▶ [INSTRUCTIONS TO FOLLOW]:
Copy out each of the records below word for word, with every line in the same order.
"""
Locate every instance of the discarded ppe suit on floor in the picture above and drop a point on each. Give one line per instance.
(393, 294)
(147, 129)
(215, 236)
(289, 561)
"""
▶ [FINAL ANSWER]:
Locate every instance of the discarded ppe suit on floor in the picture above and drop a point on each. Give one line per instance.
(393, 294)
(147, 129)
(215, 236)
(289, 561)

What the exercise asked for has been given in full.